* Source extract *

Cotton is one of the most widely used products. It is used so widely, in fact, you’re probably wearing it or using it right now. It’s in our clothes, our hygiene products, our bedding, and our furniture. But a series of new studies reveal how toxic some cotton-containing products are, most notably, the products we use mostly for personal hygiene.
A Dirty Crop
The Rodale Institute lists cotton as the dirtiest plant in the world for its massive use of herbicides and pesticides. Aldicarb, an insecticide that is extremely toxic to animals and humans is still used on cotton in over 20 countries, including the US. (1)
Staggeringly, 16 percent of global insecticides are used by cotton farmers, and cotton agriculture covers 2.5 percent of the world’s cultivated land. Nearly 90 percent of U.S. cotton in 2010 was genetically engineered, according to a USDA survey. Up to 98 percent of all cotton is now genetically engineered in nine of the eleven cotton-producing nations examined. (2)
GMOs and chemicals found in herbicides and insecticides are linked to infertility, immune system failure, and organ defects. (3)
Dangerous Hygiene Products?
A 2015 study from the University La Plata in Argentina found that glyphosate, a toxic herbicide, was present in 85 percent of tested samples of cotton hygiene products. (4) The World Health Organization defined glyphosate as “probably carcinogenic,” but it is still the most widely used herbicide worldwide.

* Aim of the exercise *
In the cotton article, what percentage of global insecticides do cotton farmers use? The lines that follow have nothing to do with the cotton article.

* Listed entries *
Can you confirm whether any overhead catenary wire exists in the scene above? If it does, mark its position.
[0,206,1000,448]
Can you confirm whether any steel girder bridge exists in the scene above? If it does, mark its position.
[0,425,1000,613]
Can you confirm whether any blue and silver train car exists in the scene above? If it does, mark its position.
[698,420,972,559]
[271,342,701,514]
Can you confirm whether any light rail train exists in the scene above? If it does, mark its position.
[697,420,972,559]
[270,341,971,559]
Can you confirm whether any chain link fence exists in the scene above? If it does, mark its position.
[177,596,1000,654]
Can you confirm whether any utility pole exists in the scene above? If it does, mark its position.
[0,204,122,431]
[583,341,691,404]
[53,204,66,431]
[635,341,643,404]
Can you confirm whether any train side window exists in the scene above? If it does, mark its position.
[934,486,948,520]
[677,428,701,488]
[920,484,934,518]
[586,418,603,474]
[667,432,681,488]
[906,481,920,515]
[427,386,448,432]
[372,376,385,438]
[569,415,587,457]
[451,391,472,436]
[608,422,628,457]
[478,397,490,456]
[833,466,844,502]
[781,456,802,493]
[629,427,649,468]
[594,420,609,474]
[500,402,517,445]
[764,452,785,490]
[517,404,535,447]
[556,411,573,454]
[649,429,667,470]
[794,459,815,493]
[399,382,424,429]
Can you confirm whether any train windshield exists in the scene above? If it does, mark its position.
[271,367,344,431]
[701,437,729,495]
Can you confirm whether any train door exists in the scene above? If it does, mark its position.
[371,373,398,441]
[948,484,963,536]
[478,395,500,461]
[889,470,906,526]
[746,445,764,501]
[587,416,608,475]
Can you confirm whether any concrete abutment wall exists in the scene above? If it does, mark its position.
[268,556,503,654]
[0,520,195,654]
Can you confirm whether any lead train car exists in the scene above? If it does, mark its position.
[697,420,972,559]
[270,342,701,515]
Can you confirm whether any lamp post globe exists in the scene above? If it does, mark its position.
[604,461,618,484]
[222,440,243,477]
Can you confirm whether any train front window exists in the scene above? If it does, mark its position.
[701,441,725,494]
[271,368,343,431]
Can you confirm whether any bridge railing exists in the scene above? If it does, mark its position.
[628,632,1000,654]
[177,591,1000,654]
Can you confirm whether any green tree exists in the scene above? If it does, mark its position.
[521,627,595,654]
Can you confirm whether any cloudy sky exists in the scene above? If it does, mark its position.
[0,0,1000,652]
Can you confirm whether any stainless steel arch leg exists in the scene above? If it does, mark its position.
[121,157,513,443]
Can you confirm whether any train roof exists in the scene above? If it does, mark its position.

* The answer *
16 percent